To do
The records that follow must be repeated verbatim, every one of them.

= = =

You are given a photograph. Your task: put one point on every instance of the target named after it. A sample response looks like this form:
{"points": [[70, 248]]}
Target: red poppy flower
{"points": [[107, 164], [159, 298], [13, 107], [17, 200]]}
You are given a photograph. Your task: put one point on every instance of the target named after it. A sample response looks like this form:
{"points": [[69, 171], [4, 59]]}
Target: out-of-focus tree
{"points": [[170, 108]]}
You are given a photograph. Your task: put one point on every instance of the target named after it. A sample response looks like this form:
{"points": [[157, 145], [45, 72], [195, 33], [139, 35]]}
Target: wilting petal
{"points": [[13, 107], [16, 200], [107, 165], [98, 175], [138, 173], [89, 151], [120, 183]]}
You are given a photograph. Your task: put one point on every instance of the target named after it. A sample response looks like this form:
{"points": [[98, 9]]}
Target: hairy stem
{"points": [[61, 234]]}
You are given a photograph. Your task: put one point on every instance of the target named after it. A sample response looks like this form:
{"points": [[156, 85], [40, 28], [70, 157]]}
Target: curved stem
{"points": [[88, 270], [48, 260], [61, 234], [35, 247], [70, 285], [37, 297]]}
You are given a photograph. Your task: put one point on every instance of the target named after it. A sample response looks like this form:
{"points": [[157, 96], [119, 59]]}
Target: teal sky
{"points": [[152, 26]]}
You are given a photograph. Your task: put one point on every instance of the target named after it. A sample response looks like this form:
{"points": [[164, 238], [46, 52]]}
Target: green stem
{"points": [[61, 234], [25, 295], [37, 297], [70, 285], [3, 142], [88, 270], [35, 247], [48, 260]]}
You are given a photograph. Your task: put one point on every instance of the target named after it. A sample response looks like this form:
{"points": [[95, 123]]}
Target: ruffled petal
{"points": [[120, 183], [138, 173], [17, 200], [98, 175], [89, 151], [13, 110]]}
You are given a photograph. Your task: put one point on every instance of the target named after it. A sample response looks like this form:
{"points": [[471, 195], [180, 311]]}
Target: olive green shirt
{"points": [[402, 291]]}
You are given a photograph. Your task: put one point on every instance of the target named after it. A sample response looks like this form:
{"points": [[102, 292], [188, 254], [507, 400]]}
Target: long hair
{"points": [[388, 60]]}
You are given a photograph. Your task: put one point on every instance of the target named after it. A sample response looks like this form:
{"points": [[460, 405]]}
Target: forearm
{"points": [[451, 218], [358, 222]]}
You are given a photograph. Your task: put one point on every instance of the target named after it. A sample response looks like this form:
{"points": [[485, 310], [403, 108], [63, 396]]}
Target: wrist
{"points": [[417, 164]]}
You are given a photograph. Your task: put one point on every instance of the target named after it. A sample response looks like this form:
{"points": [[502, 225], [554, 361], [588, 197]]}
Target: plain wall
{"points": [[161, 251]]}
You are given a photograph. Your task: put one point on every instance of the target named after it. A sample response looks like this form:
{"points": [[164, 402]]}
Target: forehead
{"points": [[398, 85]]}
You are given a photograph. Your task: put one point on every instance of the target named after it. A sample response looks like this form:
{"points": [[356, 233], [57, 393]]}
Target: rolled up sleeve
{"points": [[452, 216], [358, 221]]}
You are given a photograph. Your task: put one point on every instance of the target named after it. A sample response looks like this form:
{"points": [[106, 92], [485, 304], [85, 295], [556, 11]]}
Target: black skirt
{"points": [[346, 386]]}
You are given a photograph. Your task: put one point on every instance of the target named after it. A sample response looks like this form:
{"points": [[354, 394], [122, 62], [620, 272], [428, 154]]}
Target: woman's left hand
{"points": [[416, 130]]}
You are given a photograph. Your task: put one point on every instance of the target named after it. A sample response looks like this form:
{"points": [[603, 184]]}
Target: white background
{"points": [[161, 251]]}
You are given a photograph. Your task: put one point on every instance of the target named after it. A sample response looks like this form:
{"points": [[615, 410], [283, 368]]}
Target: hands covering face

= = =

Task result
You are given a photograph. Your task: put one point on every instance of the target named after it. A sample response looks like this form:
{"points": [[70, 248]]}
Target: red poppy flower
{"points": [[107, 164], [159, 298], [13, 107], [17, 200]]}
You are given a photograph. Your task: put one point on every instance of the target named after it. A sample response looks like this form:
{"points": [[69, 171], [4, 59]]}
Target: out-of-focus tree
{"points": [[170, 108]]}
You are given a photograph. Your task: put one point on every instance of the target named after it. A sample response looks like this form:
{"points": [[157, 145], [45, 72], [195, 33], [139, 35]]}
Target: wilting petal
{"points": [[13, 107], [16, 200], [107, 165], [98, 175], [138, 173], [89, 151], [120, 183]]}
You are given a photograph. Your task: put one point on every instance of the target named after it. A sample response looks like this form:
{"points": [[98, 9]]}
Target: hairy stem
{"points": [[61, 234]]}
You are given a photograph. Your task: put one point on every instance of the target named after it. A sample response looks like this form:
{"points": [[156, 85], [40, 28], [70, 157]]}
Target: curved stem
{"points": [[88, 270], [48, 260], [61, 234], [35, 247], [70, 285], [37, 297]]}
You are given a photograph. Your task: put one point on every instance of the target named after it. A sample response looks like this form:
{"points": [[157, 96], [119, 59]]}
Target: teal sky
{"points": [[152, 26]]}
You are given a photograph. Your task: put one point on every instance of the target named after it. A sample response looks like this form:
{"points": [[164, 238], [46, 52]]}
Target: green stem
{"points": [[61, 234], [25, 295], [37, 297], [70, 285], [3, 142], [88, 270], [35, 247], [48, 260]]}
You are given a photograph. Your task: put one point on every instance of the target named after it. A sample response looks like this form:
{"points": [[95, 123]]}
Target: ruffled petal
{"points": [[120, 183], [138, 173], [17, 200], [98, 175], [89, 151], [13, 110]]}
You are given a photograph. Your task: put one point on every instance of the target named after it. A sample response looks like this form:
{"points": [[471, 195], [180, 311]]}
Target: olive green shirt
{"points": [[402, 291]]}
You are given a photograph. Your task: put one point on every instance of the target named after it. A sample response looks like this form:
{"points": [[102, 292], [188, 254], [507, 400]]}
Target: long hair
{"points": [[388, 60]]}
You are given a photograph. Your task: put one point on every instance of the target named after it. A sample response looks like this form:
{"points": [[460, 405]]}
Target: forearm
{"points": [[451, 218], [358, 222]]}
You are given a photograph. Your task: put one point on every instance of the target named after it. A sample response looks like this form:
{"points": [[485, 310], [403, 108], [63, 396]]}
Target: wrist
{"points": [[417, 164]]}
You are given a photograph. Your task: put one point on every instance of the target named after it. A sample response looks like this form:
{"points": [[502, 225], [554, 361], [588, 197]]}
Target: plain wall
{"points": [[161, 251]]}
You are given a photograph. Your task: put one point on every instance of the target named after it. A sample response looks like this form:
{"points": [[164, 402]]}
Target: forehead
{"points": [[398, 85]]}
You are given a photograph. Your task: put one point on every instance of the target named after it. A sample response looks like this form:
{"points": [[356, 233], [57, 393]]}
Target: rolled up sleeve
{"points": [[452, 216], [358, 221]]}
You are given a photograph. Your task: put one point on every instance of the target named after it. A sample response looks like this form:
{"points": [[106, 92], [485, 304], [85, 295], [556, 11]]}
Target: black skirt
{"points": [[346, 386]]}
You are given a photograph. Your task: put one point on every instance of the target named after it. A sample response looks like this form:
{"points": [[354, 394], [122, 62], [620, 272], [428, 154]]}
Target: woman's left hand
{"points": [[416, 130]]}
You are given a photograph. Your task: put one point on every instance of the target named after it. A sample response looks like this form:
{"points": [[603, 184]]}
Target: white background
{"points": [[161, 251]]}
You are given a photograph. Your task: put one point on every instance of the target named after it. A sample response looks like this form:
{"points": [[615, 410], [283, 368]]}
Target: hands covering face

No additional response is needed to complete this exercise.